▶ [STATED TASK]
Copy the records below exactly as they appear, every line unchanged.

▶ [ENTRIES SHOWN]
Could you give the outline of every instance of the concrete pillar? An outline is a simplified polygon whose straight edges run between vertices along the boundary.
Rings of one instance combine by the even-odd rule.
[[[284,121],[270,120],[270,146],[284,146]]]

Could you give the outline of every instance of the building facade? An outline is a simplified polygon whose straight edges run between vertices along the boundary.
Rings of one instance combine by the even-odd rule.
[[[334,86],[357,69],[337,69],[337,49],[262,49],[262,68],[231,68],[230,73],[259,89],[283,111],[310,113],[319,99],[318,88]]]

▶ [EXERCISE OUTPUT]
Could you give the outline of every instance of the concrete pillar? An outline is a simplified polygon whose straight edges run between vertices along the boundary.
Rings of one instance combine by the even-odd rule.
[[[284,121],[270,120],[270,146],[284,146]]]

Could you give the outline of every instance of the building facade? An outline is a simplified polygon whose straight edges run between vertices along the boundary.
Rings of one instance combine by the even-odd rule.
[[[334,86],[357,69],[337,69],[337,49],[262,49],[262,68],[231,68],[230,73],[259,89],[283,111],[310,113],[319,99],[318,88]]]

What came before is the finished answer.